5. After the project opens:
   For IAR: Select the “Debug” Build from the workspace menu if not already selected. For Crossworks: Select the “Project Explorer” sub-window if not already selected.

6.  Next building the project:
   For IAR: Select “Project > Make” or press F7 to build the µEZ library project.
   For Crossworks: Select “Build->Build…” or press F7 to build the µEZ library project.
   Figure 8:
   Building the μEZ library project

7. After the build process is complete, there should be no errors.
   Figure 9:
   Build Finished
   

8. Close the IDE.

9. Next open up the actual start here project by navigating to the appropriate location: For IAR the workspace file is at StartHere\Build\uEZGUI_4088_43WQN\IAR\uEZGUI_StartHere.eww.
   For Crossworks the project file is at StartHere\Build\uEZGUI_4088_43WQN\Crossworks\uEZGUI_StartHere.hzp.
   Figure 10:
   Start Here Project Locations

10. Verify that the Debug build is selected to match the library project.

11. If using IAR, proceed to step 12, otherwise proceed to step 15.

12. Right click the main project name in the workspace and select “Options”
    Figure 11:
    Debug Settings

13. Select “Debugger” and verify that the “Driver” is set to “J-Link/J-Trace”.
    Figure 12:
    Debug Settings

14. Click the [OK] button to exit the dialog. Proceed to step 17

15. If using Crossworks, proceed to step 16, otherwise proceed to step 17.

16. Click “Target > Connect > SEGGER J-Link” from the drop down menu. This activates the J-Link probe.
    Figure 13:
    Debug Settings

17. Build (if needed), download and run the project following the respective IDE steps. For IAR: Press [Ctrl]+[D] or select “Project > Download and Debug” from the menu at the top.
    For Crossworks: Press [F5] or select “Debug > Go” from the menu at the top.

18. If the debugger has halted on a breakpoint, press [F5] to make the project run.
    After the project is running on the µEZ GUI, a simple window is shown with three text bars.
    Figure 14:
    Initial project
    To see where the window is developed, examine the folder structure of the initial project.
    Figure 15:
    File Hierarchy

All of the source code used to provide functionality to the project is within the “Source\App” directory. The “Source\App\emWin” directory contains the code that uses emWin to create and manage windows and other graphic designs for the GUI.

** Data segment **

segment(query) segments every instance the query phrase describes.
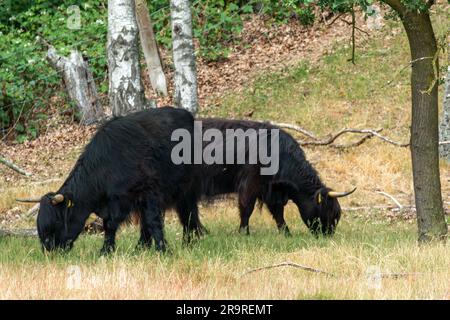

** About this task **
In the µEZ project setup instructions, which directory contains the code that uses emWin to create and manage windows for the GUI?

** Response box **
The "Source\App\emWin" directory.